Task requirements:
Using the science update below on vitamin B6 and schizophrenia, explain why the researchers gave the vitamin B6-deficient mice pyridoxal-5-phosphate. Answer in one to three sentences.

Passage for review:
○ ○ ○ ○

Science Update

Vitamin B6 Deficiency Increases Noradrenergic Activity, Inducing Behavioral and Cognitive Impairments Associated with Schizophrenia

According to a recent study published in Translational Psychology, vitamin B6 deficiency may lead to social and behavioral deficits associated with schizophrenia. This is a debilitating heterogenous psychiatric condition that affects approximately 20 million people worldwide, according to the World Health Organization. The disorder is characterized by hallucinations, delusions, and distorted thinking, perception, emotions, language, behavior, and a sense of self, often resulting in considerable disability, social stigma, and increased risk for early death from physical illnesses.  

The current study reported that more than 35% of patients who have schizophrenia also have significantly lower blood levels of vitamin B6. Previous research demonstrated vitamin B6 status was inversely proportional to the Positive and Negative Syndrome Scale (PANSS) score for measuring symptom severity, suggesting that vitamin B6 deficiency or insufficiency may increase the risk of developing schizophrenic symptoms. Vitamin B6-dependent enzymes are involved in the metabolism of many neurotransmitters, including dopamine (DA), noradrenaline, serotonin (5-hydroxytryptamine [5-HT]), gamma-aminobutyric acid (GABA), and histamine.

To clarify the potential relationship between vitamin B6 status and schizophrenia, a team of researchers in Tokyo, Japan produced a mouse model of a schizophrenic subpopulation by randomly assigning mice to a vitamin B6-deficient diet or a vitamin B6-enriched normal diet for 4 weeks. Then they compared the behavior and monoamine levels of these mice. After 4 weeks, vitamin B6-deficient mice showed remarkable decreases in serum vitamin B6 concentrations, dropping to 2.9% of the levels in control mice. Furthermore, there were behavioral abnormalities of sociability and cognitive memory in vitamin B6-deficient mice when they performed a social interaction and novel object recognition test. The mice that were fed a diet lacking in vitamin B6 also had stunted body growth. Vitamin B6-deficient mice exhibited a significant increase in noradrenaline release in the prefrontal cortex and striatum, which has been shown in previous clinical studies to play a pathophysiological role in schizophrenia. There were no changes in DA, 5-HT, or GABA between the two groups.

To assess whether vitamin B6 supplementation could help reverse the behavioral deficits and noradrenergic hyperactivation, vitamin B6-deficient mice were treated with pyridoxal-5-phosphate (the metabolically active form of vitamin B6) into the brain for 3 weeks. Vitamin B6 supplementation improved social and cognitive deficits and suppressed the enhanced noradrenergic activity and turnover, but it could not rescue reduced body growth.

○ ○ ○ ○

Dataset extract:
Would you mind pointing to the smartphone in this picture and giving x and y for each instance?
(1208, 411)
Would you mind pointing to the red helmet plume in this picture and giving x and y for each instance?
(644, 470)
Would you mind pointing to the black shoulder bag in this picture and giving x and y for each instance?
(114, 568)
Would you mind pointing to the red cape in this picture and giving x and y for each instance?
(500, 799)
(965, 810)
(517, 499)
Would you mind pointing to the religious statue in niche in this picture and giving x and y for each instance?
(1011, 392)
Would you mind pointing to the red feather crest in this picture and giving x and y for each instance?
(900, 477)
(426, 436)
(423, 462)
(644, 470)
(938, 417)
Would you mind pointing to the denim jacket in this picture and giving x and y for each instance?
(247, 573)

○ ○ ○ ○

Your response:
The researchers wanted to see whether vitamin B6 supplementation could reverse the behavioral deficits and the noradrenergic hyperactivation seen in the deficient mice. To test this, they gave the mice pyridoxal-5-phosphate, the metabolically active form of vitamin B6, into the brain for 3 weeks.